== SOURCE EXTRACT ==

[START]

Page history last edited by J F Norris 6 years, 10 months ago

Harriette Cora Ashbrook (1898-1946) was an American author who also wrote under the name Susannah Shane. Under her own name her series detective is Spike Tracy, a ne-er-do-well playboy who decides amateur sleuthing might be fun for a lark.  He is an obvious imitation of Philo Vance. Tracy's brother Richard (no they don't call him Dick!) is the D.A. of New York City and it is through his brother he first becomes involved in crime solving.  In his first case he upstages both the police and his attorney brother in the puzzling murder of socialite Cicely Thane.

 

Ashbrook somehow was never taken seriously in the mystery arena. She got short shrift by most of the book reviewers of her time who failed to see the ingenuity and humor in her books. In one of her books she skewers The Saturday Review because of this oversight. Though she was published by Coward McCann, a leading second tier American fiction publisher, she was never picked up by any of the leading paperback houses for reprints. Why? The books are entertaining, smart, witty and never dull. They should've been part of Dell Mapback series, if not part of Pocket Books' or Bantam's equally successful mystery paperback line. Only her last four titles in the Tracy series were reprinted in paperback editions (two by the obscure Green Dragon digest imprint and her last, The Purple Onion Mystery, by Penguin) during her lifetime and not one book has ever seen the light of reprinting since the 1940s. I have not come across any Susannah Shane books in paperback, so conceivably she continued to get the shaft even after she abandoned using her own name.

[END]

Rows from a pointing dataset
[START]

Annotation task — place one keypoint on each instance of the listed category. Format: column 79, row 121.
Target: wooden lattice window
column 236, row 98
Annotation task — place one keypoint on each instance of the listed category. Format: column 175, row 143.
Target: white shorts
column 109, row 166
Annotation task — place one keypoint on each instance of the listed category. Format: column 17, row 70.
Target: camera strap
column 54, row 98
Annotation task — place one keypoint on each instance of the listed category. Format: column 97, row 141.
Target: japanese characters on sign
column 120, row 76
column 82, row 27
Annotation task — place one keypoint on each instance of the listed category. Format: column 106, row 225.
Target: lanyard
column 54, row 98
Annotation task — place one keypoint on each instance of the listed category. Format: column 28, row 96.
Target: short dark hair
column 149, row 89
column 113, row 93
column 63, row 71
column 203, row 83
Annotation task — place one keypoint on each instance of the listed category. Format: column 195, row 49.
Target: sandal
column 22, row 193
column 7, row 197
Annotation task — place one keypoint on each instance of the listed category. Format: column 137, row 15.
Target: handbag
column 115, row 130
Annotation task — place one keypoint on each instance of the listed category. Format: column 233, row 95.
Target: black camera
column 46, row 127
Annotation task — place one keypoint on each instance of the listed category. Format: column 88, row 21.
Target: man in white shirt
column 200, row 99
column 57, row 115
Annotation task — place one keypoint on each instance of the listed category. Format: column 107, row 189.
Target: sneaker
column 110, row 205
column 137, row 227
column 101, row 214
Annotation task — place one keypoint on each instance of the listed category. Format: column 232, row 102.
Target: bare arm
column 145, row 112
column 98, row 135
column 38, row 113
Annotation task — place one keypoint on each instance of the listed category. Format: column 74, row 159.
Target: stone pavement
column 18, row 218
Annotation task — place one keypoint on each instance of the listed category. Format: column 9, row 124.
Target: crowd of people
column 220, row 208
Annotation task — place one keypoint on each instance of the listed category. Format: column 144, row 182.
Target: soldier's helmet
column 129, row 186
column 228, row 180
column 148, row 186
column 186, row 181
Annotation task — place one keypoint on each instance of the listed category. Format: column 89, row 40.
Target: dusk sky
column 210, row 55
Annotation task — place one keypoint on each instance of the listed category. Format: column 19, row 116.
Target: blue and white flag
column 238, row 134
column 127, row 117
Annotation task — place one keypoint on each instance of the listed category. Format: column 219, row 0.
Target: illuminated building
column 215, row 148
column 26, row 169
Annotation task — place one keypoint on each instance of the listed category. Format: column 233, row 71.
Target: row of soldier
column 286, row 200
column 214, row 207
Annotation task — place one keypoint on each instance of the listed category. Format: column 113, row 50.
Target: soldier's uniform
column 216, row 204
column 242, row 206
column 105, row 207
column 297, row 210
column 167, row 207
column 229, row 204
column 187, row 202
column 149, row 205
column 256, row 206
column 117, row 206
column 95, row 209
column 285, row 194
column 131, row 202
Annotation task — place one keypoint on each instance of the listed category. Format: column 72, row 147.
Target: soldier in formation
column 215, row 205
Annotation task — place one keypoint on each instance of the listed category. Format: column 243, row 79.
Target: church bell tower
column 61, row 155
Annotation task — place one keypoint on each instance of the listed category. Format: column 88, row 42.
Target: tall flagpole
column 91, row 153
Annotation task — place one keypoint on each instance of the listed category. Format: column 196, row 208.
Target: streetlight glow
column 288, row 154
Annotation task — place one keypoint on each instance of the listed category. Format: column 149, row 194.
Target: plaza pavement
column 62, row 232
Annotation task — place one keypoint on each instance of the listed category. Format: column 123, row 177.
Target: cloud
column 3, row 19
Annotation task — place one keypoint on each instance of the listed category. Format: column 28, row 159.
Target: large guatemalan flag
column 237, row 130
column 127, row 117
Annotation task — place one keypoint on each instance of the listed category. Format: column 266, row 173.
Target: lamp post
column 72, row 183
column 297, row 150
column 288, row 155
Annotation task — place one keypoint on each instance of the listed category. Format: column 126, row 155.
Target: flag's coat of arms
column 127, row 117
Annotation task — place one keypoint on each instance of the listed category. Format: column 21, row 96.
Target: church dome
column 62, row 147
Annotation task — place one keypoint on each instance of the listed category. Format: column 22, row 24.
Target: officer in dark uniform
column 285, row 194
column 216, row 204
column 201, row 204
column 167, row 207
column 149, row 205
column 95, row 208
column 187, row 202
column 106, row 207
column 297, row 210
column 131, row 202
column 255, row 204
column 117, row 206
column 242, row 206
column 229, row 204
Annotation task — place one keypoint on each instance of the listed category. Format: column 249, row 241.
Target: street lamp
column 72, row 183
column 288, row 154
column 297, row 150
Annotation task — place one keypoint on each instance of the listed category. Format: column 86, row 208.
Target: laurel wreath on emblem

[END]

== EXERCISE SET ==
A - In the Ashbrook profile, what other name did Harriette Cora Ashbrook write under?
B - Condense the paragraph of the Ashbrook profile beginning "Ashbrook somehow was never taken seriously" into a bulleted list that keeps its main facts.

== SOLUTIONS ==
A - Susannah Shane

B -
- Ashbrook was never taken seriously in the mystery field. Most reviewers of her time missed the ingenuity and humor in her books, and in one book she skewers The Saturday Review for this.
- Coward McCann, a leading second-tier American fiction publisher, published her work. No leading paperback house ever reprinted it, although the books are entertaining, smart and witty and deserved a place in the Dell Mapback series or the Pocket Books or Bantam mystery lines.
- During her lifetime only the last four Tracy titles appeared in paperback: two from the Green Dragon digest imprint and The Purple Onion Mystery from Penguin.
- None of her books has been reprinted since the 1940s.
- The writer has found no Susannah Shane paperbacks, suggesting the neglect continued after she stopped using her own name.